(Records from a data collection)
■ ■ ■ ■ ■

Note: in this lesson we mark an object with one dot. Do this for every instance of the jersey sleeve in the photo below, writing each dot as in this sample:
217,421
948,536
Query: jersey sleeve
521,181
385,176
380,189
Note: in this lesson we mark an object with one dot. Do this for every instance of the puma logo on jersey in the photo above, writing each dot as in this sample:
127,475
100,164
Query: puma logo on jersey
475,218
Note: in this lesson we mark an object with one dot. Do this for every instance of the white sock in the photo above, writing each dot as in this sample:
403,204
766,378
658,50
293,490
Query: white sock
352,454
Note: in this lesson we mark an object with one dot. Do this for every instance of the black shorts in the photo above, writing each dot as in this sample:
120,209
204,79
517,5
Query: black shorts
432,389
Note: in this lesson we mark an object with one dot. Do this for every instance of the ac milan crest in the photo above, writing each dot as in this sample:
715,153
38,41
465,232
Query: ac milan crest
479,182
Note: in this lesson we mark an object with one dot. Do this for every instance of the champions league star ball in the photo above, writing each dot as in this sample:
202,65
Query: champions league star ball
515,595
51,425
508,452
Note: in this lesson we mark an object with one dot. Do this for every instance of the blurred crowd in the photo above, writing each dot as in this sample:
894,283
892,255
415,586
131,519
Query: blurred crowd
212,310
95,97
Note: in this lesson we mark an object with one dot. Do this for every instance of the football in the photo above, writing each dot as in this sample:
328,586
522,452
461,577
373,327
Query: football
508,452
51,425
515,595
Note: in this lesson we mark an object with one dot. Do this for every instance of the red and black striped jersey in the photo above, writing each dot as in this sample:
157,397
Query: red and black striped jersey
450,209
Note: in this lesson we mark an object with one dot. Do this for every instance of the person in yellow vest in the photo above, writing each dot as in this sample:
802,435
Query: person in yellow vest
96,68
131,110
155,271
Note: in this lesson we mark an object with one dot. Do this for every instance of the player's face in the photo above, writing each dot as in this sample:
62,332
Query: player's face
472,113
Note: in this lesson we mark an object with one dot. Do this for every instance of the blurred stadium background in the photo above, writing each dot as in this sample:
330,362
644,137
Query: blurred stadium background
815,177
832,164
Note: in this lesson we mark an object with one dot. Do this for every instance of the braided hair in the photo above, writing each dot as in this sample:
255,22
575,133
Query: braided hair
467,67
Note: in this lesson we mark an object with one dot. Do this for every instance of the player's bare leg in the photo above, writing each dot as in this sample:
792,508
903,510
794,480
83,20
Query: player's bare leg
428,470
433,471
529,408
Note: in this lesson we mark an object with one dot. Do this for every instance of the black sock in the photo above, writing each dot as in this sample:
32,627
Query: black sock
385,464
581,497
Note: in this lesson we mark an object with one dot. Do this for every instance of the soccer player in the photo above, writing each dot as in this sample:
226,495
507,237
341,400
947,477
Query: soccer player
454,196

■ ■ ■ ■ ■

Recast every line of the records above as a numbered list, leaving out any blank lines.

1. Note: in this lesson we mark an object with one dot. Do this for every instance of the jersey sleeve in the photo below, writing each dot as in this sample:
2. 217,421
3. 948,536
4. Query: jersey sleeve
5. 521,181
6. 385,176
7. 380,189
8. Note: in this lesson we mark an object with one dot. Do this for every instance of the puma logo on jersey in the photo above, writing each dot as in this sample:
9. 127,475
10. 100,164
11. Query: puma logo on jersey
12. 475,218
13. Note: in this lesson we mark an object with one dot. Do this for every instance of the white sock in the photo above, writing each dot as in this sample:
14. 403,204
15. 766,378
16. 658,50
17. 293,490
18. Query: white sock
19. 352,454
20. Note: in this lesson we mark an object with one dot. Do this for every instance of the black shorts in the photo above, writing each dot as in this sample:
21. 120,209
22. 204,79
23. 517,5
24. Query: black shorts
25. 432,389
26. Note: in this lesson we mark an object with one dot. Do this for every instance of the ac milan crest in the photo above, writing each dot as in this sample:
27. 715,153
28. 38,41
29. 465,232
30. Query: ac milan crest
31. 479,182
32. Note: in this lesson we mark an object with one dot. Do this for every instance of the champions league star ball in the photo above, writing each dot as in this sample:
33. 202,65
34. Query: champions league star ball
35. 515,595
36. 51,425
37. 508,452
38. Note: in this lesson we mark an object with one dot. Do this for every instance of the blurred crowd in the photo above, writing each dot as in this sample:
39. 894,283
40. 892,255
41. 415,586
42. 131,519
43. Query: blurred crowd
44. 212,310
45. 95,97
46. Note: in this lesson we mark an object with one dot. Do this for every instance of the football in the photo above, writing each dot as in this sample:
47. 328,586
48. 522,452
49. 461,577
50. 373,327
51. Query: football
52. 508,452
53. 51,425
54. 515,595
55. Note: in this lesson we mark an object with one dot. Do this for every instance of the red and black striped jersey in the photo above, writing each dot as in this sample:
56. 157,397
57. Query: red and black striped jersey
58. 450,209
59. Note: in this lesson we mark an object with one dot. Do this for every instance of the person in yellow vest in the photo above, writing each dot as in this sample:
60. 802,435
61. Query: person in yellow vest
62. 96,68
63. 131,110
64. 155,271
65. Note: in this lesson we mark an object with one dot. Do this for every instance of the player's face in the photo above, writing each dot as in this sample:
66. 62,332
67. Query: player's face
68. 472,113
69. Note: in this lesson we mark an object with one dot. Do this for every instance of the blurred stadium background in the photo above, writing each dot as in this sample:
70. 330,362
71. 644,137
72. Query: blurred stadium background
73. 815,177
74. 832,164
75. Note: in this lesson we mark an object with one dot. Do this for every instance of the braided hair in the photo above, writing each dot as in this sample:
76. 255,22
77. 575,133
78. Query: braided hair
79. 467,67
80. Note: in this lesson we mark an object with one dot. Do this for every instance of the player's bare leg in the photo above, writing each dot as in this sample:
81. 792,508
82. 903,510
83. 794,480
84. 83,20
85. Query: player's bare leg
86. 428,470
87. 433,471
88. 529,408
89. Note: in this lesson we mark an object with one dot. Do this for every instance of the black sock in the photo above, writing each dot as in this sample:
90. 32,627
91. Query: black sock
92. 385,464
93. 581,497
94. Note: in this lesson we mark an object with one dot. Do this for every instance of the soccer player in the photo above, writing each dot as in this sample:
95. 226,495
96. 507,237
97. 341,400
98. 947,477
99. Query: soccer player
100. 454,196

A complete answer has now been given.